PROBLEM REQUIREMENTS: Transcribe all the records with complete accuracy.

Stored items from a collection
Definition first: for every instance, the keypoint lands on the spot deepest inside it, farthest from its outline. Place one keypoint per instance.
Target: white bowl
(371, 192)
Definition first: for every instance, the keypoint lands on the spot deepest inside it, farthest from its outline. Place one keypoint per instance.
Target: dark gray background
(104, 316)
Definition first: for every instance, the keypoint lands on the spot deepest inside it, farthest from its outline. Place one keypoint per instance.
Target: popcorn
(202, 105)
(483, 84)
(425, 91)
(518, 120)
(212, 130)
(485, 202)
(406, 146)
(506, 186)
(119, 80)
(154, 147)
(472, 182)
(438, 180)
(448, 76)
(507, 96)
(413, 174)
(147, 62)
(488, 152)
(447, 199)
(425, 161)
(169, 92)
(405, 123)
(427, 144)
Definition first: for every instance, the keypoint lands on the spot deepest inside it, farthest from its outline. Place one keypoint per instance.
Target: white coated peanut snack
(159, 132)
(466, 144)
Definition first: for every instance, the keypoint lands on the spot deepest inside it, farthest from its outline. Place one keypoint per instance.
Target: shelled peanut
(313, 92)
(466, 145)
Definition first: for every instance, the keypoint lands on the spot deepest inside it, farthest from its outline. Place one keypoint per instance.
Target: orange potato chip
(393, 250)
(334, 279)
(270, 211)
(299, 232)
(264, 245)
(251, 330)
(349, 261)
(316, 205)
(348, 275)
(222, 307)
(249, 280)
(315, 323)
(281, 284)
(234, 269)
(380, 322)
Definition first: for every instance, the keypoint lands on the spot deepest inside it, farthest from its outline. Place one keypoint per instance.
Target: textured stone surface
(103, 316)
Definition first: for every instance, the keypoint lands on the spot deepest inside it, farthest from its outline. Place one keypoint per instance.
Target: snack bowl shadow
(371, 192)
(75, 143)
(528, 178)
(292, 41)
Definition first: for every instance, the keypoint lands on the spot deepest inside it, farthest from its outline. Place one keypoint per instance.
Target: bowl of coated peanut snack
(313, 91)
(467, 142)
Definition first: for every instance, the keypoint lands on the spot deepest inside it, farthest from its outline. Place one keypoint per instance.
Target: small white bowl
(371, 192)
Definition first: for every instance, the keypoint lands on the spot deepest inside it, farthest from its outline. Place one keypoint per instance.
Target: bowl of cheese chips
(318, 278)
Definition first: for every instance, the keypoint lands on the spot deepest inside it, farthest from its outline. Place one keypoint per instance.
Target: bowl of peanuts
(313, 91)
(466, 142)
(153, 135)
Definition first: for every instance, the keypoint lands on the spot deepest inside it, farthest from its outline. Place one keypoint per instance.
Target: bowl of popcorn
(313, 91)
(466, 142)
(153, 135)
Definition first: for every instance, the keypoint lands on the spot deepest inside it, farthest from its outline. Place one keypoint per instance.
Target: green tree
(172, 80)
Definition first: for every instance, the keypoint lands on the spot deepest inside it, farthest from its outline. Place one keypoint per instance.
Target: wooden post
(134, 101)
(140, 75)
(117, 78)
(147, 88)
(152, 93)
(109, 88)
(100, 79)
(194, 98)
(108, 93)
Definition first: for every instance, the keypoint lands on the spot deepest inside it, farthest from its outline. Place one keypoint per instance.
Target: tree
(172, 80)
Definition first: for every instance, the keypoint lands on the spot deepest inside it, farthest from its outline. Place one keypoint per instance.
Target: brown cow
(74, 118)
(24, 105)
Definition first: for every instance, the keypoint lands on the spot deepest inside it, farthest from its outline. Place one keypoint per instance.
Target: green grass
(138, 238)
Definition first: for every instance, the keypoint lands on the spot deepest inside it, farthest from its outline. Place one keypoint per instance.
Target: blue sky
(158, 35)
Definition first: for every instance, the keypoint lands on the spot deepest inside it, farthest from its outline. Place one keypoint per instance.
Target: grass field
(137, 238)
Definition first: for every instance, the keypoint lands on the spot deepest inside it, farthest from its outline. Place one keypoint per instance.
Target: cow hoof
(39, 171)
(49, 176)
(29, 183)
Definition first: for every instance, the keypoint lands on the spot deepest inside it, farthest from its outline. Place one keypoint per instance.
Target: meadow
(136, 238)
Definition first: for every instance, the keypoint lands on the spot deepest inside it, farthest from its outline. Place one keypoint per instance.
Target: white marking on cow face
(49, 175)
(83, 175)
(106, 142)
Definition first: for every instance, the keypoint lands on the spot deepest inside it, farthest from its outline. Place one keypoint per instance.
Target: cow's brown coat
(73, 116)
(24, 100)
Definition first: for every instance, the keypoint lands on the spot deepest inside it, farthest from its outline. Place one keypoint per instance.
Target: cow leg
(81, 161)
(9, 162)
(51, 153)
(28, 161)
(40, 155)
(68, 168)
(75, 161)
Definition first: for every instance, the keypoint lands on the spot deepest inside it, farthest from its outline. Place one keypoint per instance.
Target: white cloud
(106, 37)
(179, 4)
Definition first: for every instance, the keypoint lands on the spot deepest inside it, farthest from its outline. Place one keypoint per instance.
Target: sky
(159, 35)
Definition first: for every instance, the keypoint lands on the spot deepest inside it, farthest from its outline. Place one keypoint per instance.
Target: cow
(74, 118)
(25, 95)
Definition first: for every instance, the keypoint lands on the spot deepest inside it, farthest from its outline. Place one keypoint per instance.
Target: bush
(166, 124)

WRITTEN ANSWER:
Definition first: for every instance, the keypoint lands on the spot deepest inside it, farthest from its outline. Place one keypoint per instance.
Target: white bowl
(371, 192)
Definition first: for every instance, the keypoint lands on the spot deepest inside it, farthest from its outline. Place one keypoint per instance.
Target: dark gray background
(104, 316)
Definition first: for every instance, the keypoint lands on the spot deepest inside it, farthest from its outline. Place one keypoint per instance.
Target: popcorn
(202, 105)
(483, 84)
(425, 91)
(518, 120)
(212, 130)
(485, 202)
(406, 146)
(506, 186)
(119, 80)
(154, 147)
(472, 182)
(438, 180)
(448, 76)
(507, 96)
(413, 174)
(147, 62)
(488, 152)
(447, 199)
(425, 161)
(169, 92)
(405, 123)
(427, 144)
Definition first: for every instance, the keypoint lands on the spot deepest inside it, farthest from its outline. Place one keypoint per instance.
Target: white coated peanut snack
(159, 132)
(466, 144)
Definition first: for every instance, the keypoint lands on the spot deepest inside it, farthest from its outline. Place one keypoint per instance.
Target: shelled peanut
(313, 92)
(466, 145)
Definition first: for every instance, the keypoint lands on the spot deepest inside it, farthest from its outline. Place one keypoint per instance.
Target: orange potato chip
(393, 250)
(334, 279)
(270, 211)
(299, 232)
(264, 245)
(251, 330)
(349, 261)
(316, 205)
(348, 275)
(222, 307)
(249, 280)
(315, 323)
(281, 284)
(234, 269)
(380, 322)
Definition first: for every instance, the keypoint lands on the spot deepest inside it, farthest from its outline. Place one keypoint per instance.
Target: textured stone surface
(103, 316)
Definition first: for every instance, the keypoint lands on the spot deepest inside it, farthest from its outline. Place one keypoint per instance.
Target: snack bowl shadow
(371, 192)
(75, 143)
(528, 178)
(292, 41)
Definition first: for every instance, the keypoint lands on the spot deepest inside it, farthest from its outline. Place one keypoint per instance.
Target: bowl of coated peanut snack
(313, 91)
(467, 142)
Definition first: for every instance, the keypoint lands on the spot deepest inside it, farthest from its outline. Place one keypoint per instance.
Target: small white bowl
(371, 192)
Definition first: for every instance, the keypoint lands on the spot deepest inside it, farthest from its outline. Place one keypoint per instance.
Target: bowl of cheese chips
(318, 278)
Definition first: for every instance, the keypoint lands on the spot deepest inside it, farthest from its outline. Place one keypoint per instance.
Target: bowl of peanuts
(313, 91)
(466, 142)
(153, 135)
Definition first: for every instance, the keypoint lands on the spot deepest inside it, farthest from its outline. Place one keypoint per instance.
Target: bowl of popcorn
(313, 91)
(466, 142)
(153, 135)
Definition first: for every instance, the keypoint lands on the spot deepest inside it, farthest from its outline. Place one keypoint per instance.
Target: green tree
(172, 80)
Definition first: for every instance, the keypoint lands on the spot deepest inside it, farthest from its outline. Place one keypoint per instance.
Target: wooden post
(134, 101)
(140, 75)
(117, 78)
(147, 88)
(152, 93)
(109, 88)
(100, 79)
(194, 98)
(108, 93)
Definition first: for every instance, the keypoint lands on the spot deepest inside it, farthest from its outline. Place one keypoint per instance.
Target: tree
(172, 80)
Definition first: for every instance, the keypoint lands on the spot deepest inside it, farthest from its outline. Place one keypoint per instance.
Target: brown cow
(74, 118)
(24, 105)
Definition first: for every instance, the keypoint lands on the spot deepest inside it, farthest from its outline. Place one keypoint per instance.
Target: green grass
(138, 238)
Definition first: for every instance, the keypoint lands on the spot deepest inside it, farthest from its outline. Place one keypoint per instance.
Target: blue sky
(158, 35)
Definition first: for every instance, the keypoint lands on the spot deepest inside it, farthest from its outline. Place one keypoint per instance.
Target: grass field
(137, 238)
Definition first: for every instance, the keypoint lands on the spot deepest inside it, farthest from its outline. Place one keypoint per instance.
Target: cow hoof
(39, 171)
(49, 176)
(29, 183)
Definition first: for every instance, the keypoint lands on the spot deepest inside it, farthest from its outline. Place one keypoint per instance.
Target: meadow
(136, 238)
Definition first: for every instance, the keypoint lands on the spot deepest inside it, farthest from its outline. Place one keypoint per instance.
Target: white marking on cow face
(49, 175)
(83, 175)
(106, 142)
Definition first: for every instance, the keypoint lands on the spot deepest inside it, farthest from its outline. Place one keypoint per instance.
Target: cow's brown coat
(73, 116)
(24, 100)
Definition first: for every instance, the keypoint lands on the spot deepest inside it, farthest from its outline. Place one keypoint per instance.
Target: cow leg
(81, 161)
(9, 162)
(51, 153)
(28, 161)
(40, 155)
(68, 168)
(75, 161)
Definition first: for every instance, the keypoint lands on the spot deepest inside it, farthest from its outline. Place one keypoint per instance.
Target: white cloud
(106, 37)
(179, 4)
Definition first: for every instance, the keypoint lands on the spot deepest inside it, farthest from its outline. Place one keypoint per instance.
Target: sky
(159, 35)
Definition first: for every instance, the keypoint lands on the spot deepest inside it, farthest from its outline. Place one keypoint per instance.
Target: cow
(74, 118)
(25, 95)
Definition first: for every instance, the keypoint lands on the spot deepest inside it, farthest from its outline. Place one keypoint per instance.
Target: bush
(166, 124)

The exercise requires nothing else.